__What is asked__.
Rename "instance" as "occurrence" everywhere in the listing below, and reproduce every other line without alteration.

-- begin Source material --

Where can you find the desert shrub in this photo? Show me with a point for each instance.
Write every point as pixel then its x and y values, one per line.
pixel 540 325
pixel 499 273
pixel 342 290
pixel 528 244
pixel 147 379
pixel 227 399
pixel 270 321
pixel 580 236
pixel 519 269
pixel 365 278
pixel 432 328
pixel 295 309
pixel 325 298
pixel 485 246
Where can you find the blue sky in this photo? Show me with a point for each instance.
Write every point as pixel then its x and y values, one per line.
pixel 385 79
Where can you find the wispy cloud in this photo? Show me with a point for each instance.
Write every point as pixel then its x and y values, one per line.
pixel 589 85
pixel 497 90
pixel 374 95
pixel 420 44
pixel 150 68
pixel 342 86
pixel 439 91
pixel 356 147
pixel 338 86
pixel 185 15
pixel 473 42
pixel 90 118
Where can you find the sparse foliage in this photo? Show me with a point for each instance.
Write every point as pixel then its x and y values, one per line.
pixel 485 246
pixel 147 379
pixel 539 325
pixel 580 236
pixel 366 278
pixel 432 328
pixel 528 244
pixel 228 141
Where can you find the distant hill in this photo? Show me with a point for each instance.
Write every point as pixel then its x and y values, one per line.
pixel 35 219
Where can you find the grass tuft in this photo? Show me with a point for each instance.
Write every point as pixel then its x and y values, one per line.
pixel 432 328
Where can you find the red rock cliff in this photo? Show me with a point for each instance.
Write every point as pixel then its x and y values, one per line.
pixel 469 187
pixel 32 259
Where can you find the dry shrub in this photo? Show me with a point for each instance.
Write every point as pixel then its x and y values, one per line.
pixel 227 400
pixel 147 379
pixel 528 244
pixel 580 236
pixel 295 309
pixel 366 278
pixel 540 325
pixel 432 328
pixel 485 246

-- end Source material --

__In response__.
Where can you find the desert shrub in this photo? Show me with a point for each occurrence.
Write every point as pixel then its x and y values, one per line.
pixel 540 325
pixel 499 273
pixel 342 290
pixel 528 244
pixel 147 379
pixel 227 399
pixel 270 321
pixel 580 236
pixel 519 269
pixel 365 278
pixel 432 328
pixel 295 309
pixel 325 298
pixel 485 246
Where can you find the blue sky in this photo? Show me with a point for each occurrence.
Write every point as pixel then its x and y values, one per line.
pixel 385 79
Where can you find the wispy cloud in this photo? Show me with a point for each occurrence.
Write every point as pixel then its x and y values, one per line.
pixel 589 85
pixel 497 90
pixel 374 95
pixel 420 44
pixel 150 68
pixel 342 86
pixel 439 91
pixel 356 147
pixel 338 86
pixel 185 15
pixel 473 42
pixel 90 118
Where can you find the sparse foliage in this photo? Show me with a point for each occurrence.
Write every point as pixel then its x and y values, one per line.
pixel 485 246
pixel 147 379
pixel 539 325
pixel 580 236
pixel 366 278
pixel 432 328
pixel 528 244
pixel 228 141
Where can you find the distant hill in this photo? Show me with a point for each occurrence.
Write every point as pixel then its x and y values, one per line.
pixel 35 219
Where can you find the grass tuft in this photo? Show me with a point for each occurrence.
Write every point as pixel then its x and y values, one per line.
pixel 432 328
Where can you find the red rock cliff in this photo? Show me with a point for each occurrence.
Write every point as pixel then its x and y values, one per line.
pixel 469 187
pixel 32 259
Where can you find the dry shrub in this photo? Show me with a point for each occurrence.
Write every point as pixel then its x and y values, one per line.
pixel 227 400
pixel 147 379
pixel 528 244
pixel 580 236
pixel 295 309
pixel 366 278
pixel 540 325
pixel 432 328
pixel 485 246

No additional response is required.